[Region pointing data]

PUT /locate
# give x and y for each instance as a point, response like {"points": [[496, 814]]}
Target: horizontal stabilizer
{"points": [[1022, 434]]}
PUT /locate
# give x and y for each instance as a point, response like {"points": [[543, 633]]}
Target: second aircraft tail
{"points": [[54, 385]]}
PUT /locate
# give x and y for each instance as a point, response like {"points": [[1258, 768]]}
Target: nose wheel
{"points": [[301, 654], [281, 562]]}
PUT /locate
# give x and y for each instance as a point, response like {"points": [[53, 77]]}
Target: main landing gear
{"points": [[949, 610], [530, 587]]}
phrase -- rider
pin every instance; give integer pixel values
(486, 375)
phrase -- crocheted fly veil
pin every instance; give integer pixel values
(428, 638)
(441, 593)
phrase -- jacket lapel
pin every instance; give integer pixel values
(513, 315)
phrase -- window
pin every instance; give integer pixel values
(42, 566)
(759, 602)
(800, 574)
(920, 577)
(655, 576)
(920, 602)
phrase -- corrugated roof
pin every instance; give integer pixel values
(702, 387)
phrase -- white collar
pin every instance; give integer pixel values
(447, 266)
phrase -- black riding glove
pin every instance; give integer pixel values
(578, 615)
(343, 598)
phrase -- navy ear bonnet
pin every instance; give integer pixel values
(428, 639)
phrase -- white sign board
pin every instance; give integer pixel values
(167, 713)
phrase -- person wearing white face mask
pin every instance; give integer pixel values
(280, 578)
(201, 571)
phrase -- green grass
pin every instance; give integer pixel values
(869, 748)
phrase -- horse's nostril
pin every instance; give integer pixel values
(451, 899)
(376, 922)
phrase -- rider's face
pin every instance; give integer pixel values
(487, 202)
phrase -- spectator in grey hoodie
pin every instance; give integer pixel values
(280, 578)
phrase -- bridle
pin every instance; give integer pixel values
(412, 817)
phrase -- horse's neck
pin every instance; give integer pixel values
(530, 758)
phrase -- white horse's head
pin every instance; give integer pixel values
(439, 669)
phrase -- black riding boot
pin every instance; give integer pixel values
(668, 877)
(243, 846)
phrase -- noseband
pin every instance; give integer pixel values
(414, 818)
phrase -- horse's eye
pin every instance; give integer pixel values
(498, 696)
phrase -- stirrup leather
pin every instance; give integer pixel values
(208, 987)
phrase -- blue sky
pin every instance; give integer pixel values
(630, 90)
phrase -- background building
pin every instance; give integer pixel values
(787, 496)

:: Goal of the exercise ::
Every line of the data must appear again in the answer, exactly as written.

:: Result of the task ::
PUT /locate
# give x and y for each instance as a point, response like {"points": [[496, 814]]}
Target: horizontal stabilizer
{"points": [[1022, 434]]}
PUT /locate
# give x and y for each instance as a point, response like {"points": [[543, 633]]}
Target: second aircraft tail
{"points": [[54, 385]]}
PUT /locate
# give x and y for each instance as a point, response like {"points": [[1258, 768]]}
Target: nose wheel
{"points": [[301, 654], [281, 562]]}
PUT /locate
# give x and y for each instance as a point, response like {"points": [[53, 77]]}
Target: main landing gear
{"points": [[949, 610], [530, 587]]}
phrase -- rider
pin every instance; give integer pixel values
(486, 375)
phrase -- crocheted fly veil
pin every instance; give integer pixel values
(428, 638)
(441, 593)
phrase -- jacket lapel
pin every instance; give integer pixel values
(513, 315)
phrase -- window
pin every instance; give integer pixel values
(42, 566)
(759, 602)
(800, 574)
(920, 577)
(655, 576)
(920, 602)
phrase -- corrugated roof
pin every instance; give integer pixel values
(702, 387)
phrase -- white collar
pin every instance; give integer pixel values
(447, 266)
phrase -- black riding glove
pin every instance; give integer pixel values
(578, 615)
(343, 598)
phrase -- navy ear bonnet
pin every instance; give integer pixel values
(428, 639)
phrase -- white sign board
pin every instance; give integer pixel values
(167, 713)
phrase -- person wearing white face mask
pin every instance; give integer pixel values
(280, 578)
(201, 571)
phrase -- green grass
pin every instance; give integer pixel values
(869, 748)
phrase -- horse's nostril
pin every instance; give integer pixel values
(451, 899)
(376, 922)
phrase -- rider's face
pin every instance; give integer pixel values
(487, 202)
phrase -- spectator in grey hoodie
pin every instance; give integer pixel values
(280, 578)
phrase -- bridle
pin every instance; give integer pixel values
(412, 817)
phrase -- horse's neck
pin every instance; give integer pixel values
(530, 758)
phrase -- white horse's head
pin every instance; give integer pixel values
(439, 669)
phrase -- black riding boot
pin every instance; give integer pixel values
(668, 877)
(243, 846)
phrase -- noseband
pin every instance; give integer pixel values
(414, 818)
phrase -- horse's eye
pin every instance; give integer pixel values
(498, 696)
phrase -- stirrup leather
pin every instance; give integer pixel values
(208, 987)
phrase -- blue sky
pin every instance; give integer pixel values
(630, 90)
phrase -- background building
pin every instance; give integer pixel values
(787, 496)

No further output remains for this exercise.